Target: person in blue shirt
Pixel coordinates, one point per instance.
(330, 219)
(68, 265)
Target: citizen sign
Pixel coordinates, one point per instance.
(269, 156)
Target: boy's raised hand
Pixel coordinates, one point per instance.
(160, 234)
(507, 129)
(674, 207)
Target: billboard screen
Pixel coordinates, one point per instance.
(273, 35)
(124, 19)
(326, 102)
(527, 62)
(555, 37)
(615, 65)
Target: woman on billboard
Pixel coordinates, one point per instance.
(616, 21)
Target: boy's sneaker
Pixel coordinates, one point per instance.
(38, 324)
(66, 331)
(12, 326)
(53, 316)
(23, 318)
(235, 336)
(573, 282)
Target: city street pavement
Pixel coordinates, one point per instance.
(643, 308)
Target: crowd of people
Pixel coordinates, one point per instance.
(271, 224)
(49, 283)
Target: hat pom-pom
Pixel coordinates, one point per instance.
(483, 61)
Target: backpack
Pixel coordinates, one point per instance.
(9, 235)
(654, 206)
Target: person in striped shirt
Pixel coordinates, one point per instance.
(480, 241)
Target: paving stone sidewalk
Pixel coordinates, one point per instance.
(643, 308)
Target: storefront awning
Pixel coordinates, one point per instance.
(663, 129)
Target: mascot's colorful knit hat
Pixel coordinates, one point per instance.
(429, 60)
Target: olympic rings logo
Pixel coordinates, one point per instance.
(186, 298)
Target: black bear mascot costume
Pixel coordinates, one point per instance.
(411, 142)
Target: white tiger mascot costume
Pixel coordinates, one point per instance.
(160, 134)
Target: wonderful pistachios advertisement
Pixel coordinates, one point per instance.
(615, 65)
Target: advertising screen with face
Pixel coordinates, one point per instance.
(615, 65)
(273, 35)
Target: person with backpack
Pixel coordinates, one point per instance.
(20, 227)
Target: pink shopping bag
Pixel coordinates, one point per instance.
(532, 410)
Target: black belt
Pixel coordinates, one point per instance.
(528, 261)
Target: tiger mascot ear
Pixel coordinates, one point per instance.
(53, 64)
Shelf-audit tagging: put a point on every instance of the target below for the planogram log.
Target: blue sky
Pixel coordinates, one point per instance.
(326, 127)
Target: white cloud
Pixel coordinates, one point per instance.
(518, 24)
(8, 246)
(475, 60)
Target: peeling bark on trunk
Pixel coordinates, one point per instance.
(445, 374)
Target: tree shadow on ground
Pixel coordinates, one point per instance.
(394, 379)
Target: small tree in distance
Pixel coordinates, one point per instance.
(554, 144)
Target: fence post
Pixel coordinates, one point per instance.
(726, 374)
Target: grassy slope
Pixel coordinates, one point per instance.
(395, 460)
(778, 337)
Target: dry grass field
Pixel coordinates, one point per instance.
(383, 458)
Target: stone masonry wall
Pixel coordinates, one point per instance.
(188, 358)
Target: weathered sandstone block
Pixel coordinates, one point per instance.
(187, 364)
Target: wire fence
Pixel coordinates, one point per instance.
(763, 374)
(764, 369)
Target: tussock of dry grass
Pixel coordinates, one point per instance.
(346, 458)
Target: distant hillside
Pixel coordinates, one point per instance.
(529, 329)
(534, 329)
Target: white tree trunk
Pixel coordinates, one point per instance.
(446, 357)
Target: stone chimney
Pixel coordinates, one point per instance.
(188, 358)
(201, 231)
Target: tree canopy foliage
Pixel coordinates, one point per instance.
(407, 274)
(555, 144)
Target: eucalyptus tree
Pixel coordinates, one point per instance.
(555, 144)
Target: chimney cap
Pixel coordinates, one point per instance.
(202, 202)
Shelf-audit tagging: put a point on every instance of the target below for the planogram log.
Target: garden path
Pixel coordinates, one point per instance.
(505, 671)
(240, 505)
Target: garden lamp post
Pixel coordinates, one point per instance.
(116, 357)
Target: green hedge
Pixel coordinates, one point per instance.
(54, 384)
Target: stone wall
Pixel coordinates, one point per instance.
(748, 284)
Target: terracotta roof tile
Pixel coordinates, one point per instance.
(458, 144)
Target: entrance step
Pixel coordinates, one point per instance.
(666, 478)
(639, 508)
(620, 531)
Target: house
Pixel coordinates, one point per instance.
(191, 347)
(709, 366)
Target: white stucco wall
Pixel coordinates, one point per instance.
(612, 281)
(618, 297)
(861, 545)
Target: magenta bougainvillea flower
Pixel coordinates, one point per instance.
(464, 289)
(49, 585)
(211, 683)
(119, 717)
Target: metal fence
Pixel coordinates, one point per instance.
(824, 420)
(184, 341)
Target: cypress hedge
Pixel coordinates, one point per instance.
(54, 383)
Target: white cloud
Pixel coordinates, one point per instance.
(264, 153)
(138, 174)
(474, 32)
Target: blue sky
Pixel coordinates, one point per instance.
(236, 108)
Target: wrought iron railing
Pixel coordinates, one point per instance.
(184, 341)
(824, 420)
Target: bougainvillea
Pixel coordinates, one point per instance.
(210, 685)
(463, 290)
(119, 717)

■ ■ ■ ■

● **Goal**
Write out the entire listing above again, line for line, without changing a single character.

● **Right answer**
Target: person in blue shirt
Pixel coordinates, one point per instance.
(330, 219)
(68, 265)
Target: citizen sign
Pixel coordinates, one point per instance.
(269, 156)
Target: boy's raised hand
Pixel coordinates, one point per instance.
(160, 234)
(507, 129)
(674, 207)
Target: billboard screen
Pixel coordinates, one point per instance.
(273, 35)
(124, 19)
(326, 102)
(527, 62)
(555, 37)
(615, 65)
Target: woman on billboard
Pixel coordinates, one point per instance.
(616, 21)
Target: boy's sneaker
Pixel coordinates, one point per instance.
(38, 324)
(66, 331)
(12, 326)
(53, 316)
(23, 318)
(235, 336)
(573, 282)
Target: city street pavement
Pixel coordinates, one point per instance.
(643, 308)
Target: crowd of people
Pixel coordinates, one point per instance.
(271, 224)
(49, 283)
Target: hat pom-pom
Pixel coordinates, one point per instance.
(483, 61)
Target: backpack
Pixel coordinates, one point per instance.
(9, 235)
(654, 206)
Target: person in striped shirt
Pixel coordinates, one point per instance.
(480, 241)
Target: paving stone sidewalk
Pixel coordinates, one point per instance.
(643, 308)
Target: storefront awning
Pixel coordinates, one point per instance.
(663, 129)
Target: mascot's colorful knit hat
Pixel coordinates, one point per instance.
(429, 60)
Target: olympic rings logo
Pixel coordinates, one point per instance.
(186, 298)
Target: black bear mascot costume
Pixel coordinates, one point per instance.
(411, 142)
Target: white tiger mascot costume
Pixel coordinates, one point per instance.
(160, 134)
Target: wonderful pistachios advertisement
Pixel coordinates, one point per instance.
(615, 65)
Target: advertising screen with face
Pixel coordinates, one point per instance.
(615, 65)
(273, 35)
Target: person with backpack
Pixel coordinates, one point per instance.
(20, 227)
Target: pink shopping bag
Pixel coordinates, one point per instance.
(532, 410)
Target: black belt
Pixel coordinates, one point per instance.
(528, 261)
Target: tiger mascot ear
Pixel coordinates, one point per instance.
(53, 64)
Shelf-audit tagging: put a point on every instance of the target below for the planogram log.
Target: blue sky
Pixel coordinates, one point per instance.
(326, 127)
Target: white cloud
Pixel coordinates, one point per instance.
(518, 24)
(8, 246)
(475, 60)
Target: peeling bark on trunk
Pixel coordinates, one point per instance.
(445, 374)
Target: tree shadow on ground
Pixel coordinates, one point per instance.
(394, 379)
Target: small tree in distance
Pixel coordinates, one point per instance.
(554, 144)
Target: fence post
Pixel coordinates, one point per instance.
(726, 374)
Target: grassy slope
Pixel coordinates, one point per instance.
(395, 460)
(778, 337)
Target: dry grass field
Pixel coordinates, one point per instance.
(383, 458)
Target: stone masonry wall
Pixel coordinates, one point per instance.
(188, 358)
Target: weathered sandstone block
Pixel coordinates, one point per instance.
(187, 364)
Target: wire fence
Pixel coordinates, one point per instance.
(763, 374)
(764, 369)
Target: tussock of dry grass
Pixel coordinates, one point per instance.
(346, 458)
Target: distant hillside
Pixel coordinates, one point per instance.
(529, 329)
(534, 329)
Target: white tree trunk
Pixel coordinates, one point per instance.
(446, 357)
Target: stone chimney
Pixel coordinates, one point per instance.
(188, 358)
(201, 231)
Target: tree canopy foliage
Pixel coordinates, one point per instance.
(407, 274)
(555, 144)
Target: eucalyptus tree
Pixel coordinates, one point per instance.
(555, 144)
Target: chimney cap
Pixel coordinates, one point per instance.
(202, 202)
Shelf-audit tagging: put a point on every instance of the target below for the planogram log.
Target: garden path
Pixel coordinates, one point per instance.
(505, 671)
(240, 505)
Target: garden lamp post
Pixel coordinates, one point per instance.
(116, 357)
Target: green hedge
Pixel coordinates, one point per instance.
(54, 384)
Target: stone wall
Pixel coordinates, one point per instance.
(748, 284)
Target: terracotta roof tile
Pixel coordinates, one point per instance.
(458, 144)
Target: entrance step
Pixel coordinates, one point per instance.
(666, 478)
(639, 508)
(620, 531)
Target: house
Pixel coordinates, one point per instance.
(191, 347)
(709, 366)
Target: white stucco wall
Pixel coordinates, one point per instance.
(612, 281)
(618, 297)
(861, 545)
Target: magenta bougainvillea flower
Pixel coordinates, one point per instance.
(464, 289)
(49, 585)
(211, 683)
(119, 717)
Target: metal fence
Pixel coordinates, one point per instance.
(824, 420)
(184, 341)
Target: cypress hedge
Pixel coordinates, one point per instance.
(54, 383)
Target: white cloud
Pixel coordinates, one point per instance.
(264, 153)
(138, 174)
(474, 32)
Target: blue sky
Pixel coordinates, one point per instance.
(236, 108)
Target: wrought iron railing
Pixel coordinates, one point per instance.
(184, 341)
(824, 420)
Target: bougainvillea
Pixel coordinates, one point per instance.
(210, 685)
(463, 290)
(119, 717)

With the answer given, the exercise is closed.